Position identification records
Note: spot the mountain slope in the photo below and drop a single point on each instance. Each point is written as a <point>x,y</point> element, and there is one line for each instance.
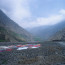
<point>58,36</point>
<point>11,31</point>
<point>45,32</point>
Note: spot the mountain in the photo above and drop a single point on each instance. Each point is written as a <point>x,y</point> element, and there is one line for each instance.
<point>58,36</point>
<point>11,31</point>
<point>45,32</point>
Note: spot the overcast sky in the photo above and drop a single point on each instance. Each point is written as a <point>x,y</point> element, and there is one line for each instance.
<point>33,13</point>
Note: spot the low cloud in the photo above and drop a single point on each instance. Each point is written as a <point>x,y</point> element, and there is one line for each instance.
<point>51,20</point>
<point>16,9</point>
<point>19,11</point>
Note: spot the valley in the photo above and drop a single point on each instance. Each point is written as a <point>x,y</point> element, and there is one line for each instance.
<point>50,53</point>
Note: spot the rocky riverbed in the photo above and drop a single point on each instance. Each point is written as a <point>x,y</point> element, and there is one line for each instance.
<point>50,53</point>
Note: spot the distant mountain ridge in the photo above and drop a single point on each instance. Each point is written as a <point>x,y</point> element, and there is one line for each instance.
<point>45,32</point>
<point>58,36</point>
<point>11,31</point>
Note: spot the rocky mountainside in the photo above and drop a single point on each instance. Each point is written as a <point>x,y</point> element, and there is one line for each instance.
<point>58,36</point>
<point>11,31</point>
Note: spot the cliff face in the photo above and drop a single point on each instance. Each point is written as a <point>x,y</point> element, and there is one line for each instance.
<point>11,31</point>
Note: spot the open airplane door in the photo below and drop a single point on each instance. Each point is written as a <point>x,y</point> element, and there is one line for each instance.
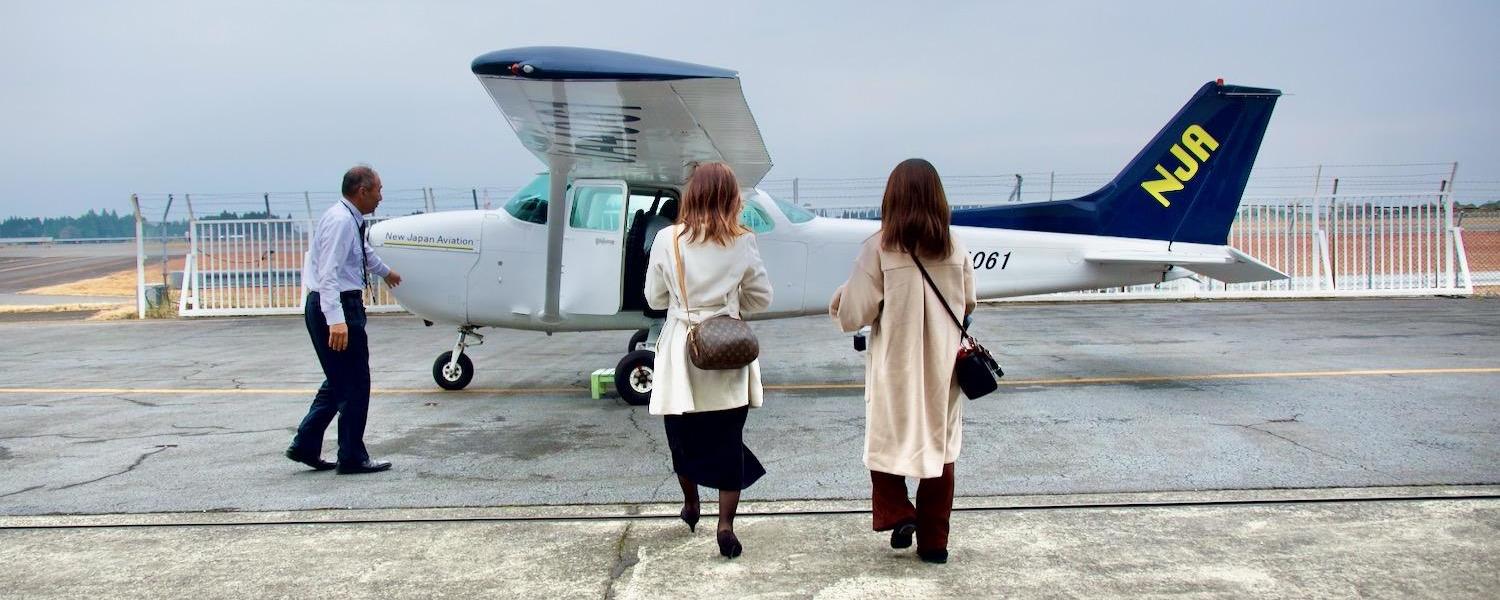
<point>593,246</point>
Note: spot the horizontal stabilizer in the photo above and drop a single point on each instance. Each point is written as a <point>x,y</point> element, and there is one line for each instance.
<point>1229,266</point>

Required work >>
Retype every item above line for line, word for word, and leave the pictures out.

Response to the task >>
Note: spot the mountain slope in the photo below and drop a single point on each instance. Each point is written as a <point>x,y</point> element, and there is one line for each instance.
<point>58,36</point>
<point>11,31</point>
<point>45,32</point>
Note: spot the mountain in the photo above and drop a single point on each instance. Each point is written as a <point>x,y</point> element, and there is one line for each instance.
<point>58,36</point>
<point>11,31</point>
<point>45,32</point>
Note: spot the overcast sky in the photo above and drop a single point on each instance. Each point is written as a <point>x,y</point> element, and there is one line for each instance.
<point>33,13</point>
Note: spot the low cloud in the photo above and drop a single point on each instance. Each point is written as a <point>x,y</point> element, and there is one line for each instance.
<point>51,20</point>
<point>16,9</point>
<point>19,11</point>
Note: spot the valley in the photo above and drop a single point on each instance. Each point is written as a <point>x,y</point> element, and there is one line for each instance.
<point>50,53</point>
Note: spot the rocky riverbed in the photo above and drop a single point on each instance. Each point is written as a <point>x,y</point> element, and there is one line for each instance.
<point>50,53</point>
Note: spot the distant mountain ridge in the photo above and drop a single point on each instance. Each point is written as a <point>x,y</point> element, and there is one line for each instance.
<point>45,32</point>
<point>58,36</point>
<point>11,31</point>
Note: spot the rocky mountainside in the photo above and drop a single point on each instance. Each point is written as a <point>x,y</point> element, and there is one line for each instance.
<point>58,36</point>
<point>11,31</point>
Note: spot the cliff face in the photo above and drop a single point on each instance. Each point is written as a <point>x,y</point> element, and there is one line for each instance.
<point>11,31</point>
Note: spot the open airplane door in the photo below and drop a single point on each instance. Each point is written as a <point>x,y</point> element, and there is one line for each instance.
<point>593,246</point>
Note: spot the horizontal stabilizer in the photo above and drop a single point on each instance. Each point is written as a <point>x,y</point> element, and there is one line for each instance.
<point>1229,266</point>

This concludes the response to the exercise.